» Work required
Number every line of the items below in a list, one entry per line, and leave out any blank lines.

» Supplied entries
- - -
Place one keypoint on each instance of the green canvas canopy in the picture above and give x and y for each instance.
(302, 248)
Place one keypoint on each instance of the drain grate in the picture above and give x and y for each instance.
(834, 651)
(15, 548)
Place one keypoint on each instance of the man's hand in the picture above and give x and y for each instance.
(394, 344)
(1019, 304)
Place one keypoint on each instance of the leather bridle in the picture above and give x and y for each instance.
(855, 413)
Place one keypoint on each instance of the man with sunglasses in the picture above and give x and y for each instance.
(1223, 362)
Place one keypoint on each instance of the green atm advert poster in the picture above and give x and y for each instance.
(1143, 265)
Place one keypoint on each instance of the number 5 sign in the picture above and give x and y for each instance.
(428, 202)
- - -
» Exercise result
1. Place one keypoint on each instance of the green canvas canopy in the picture above and give x and y for each instance.
2. (302, 248)
3. Place one keypoint on each instance of the drain grate in the picture above and give x and y for each instance.
4. (834, 651)
5. (15, 548)
6. Place one keypoint on each instance of the man's hand in the picture above and give x and y for each instance.
7. (394, 344)
8. (1019, 304)
9. Place one keypoint on each instance of the leather bridle in the picture above and give x and y for each instance.
10. (855, 413)
11. Place one keypoint on each instance of the man with sunglasses in the picture above and give x and y for each instance.
12. (1223, 362)
13. Place one keypoint on each instance of the green atm advert poster in the picture above and give x and y for each instance.
14. (1143, 265)
15. Place one keypoint on each instance of the number 5 sign in the picture above and give x and y for each instance.
16. (428, 202)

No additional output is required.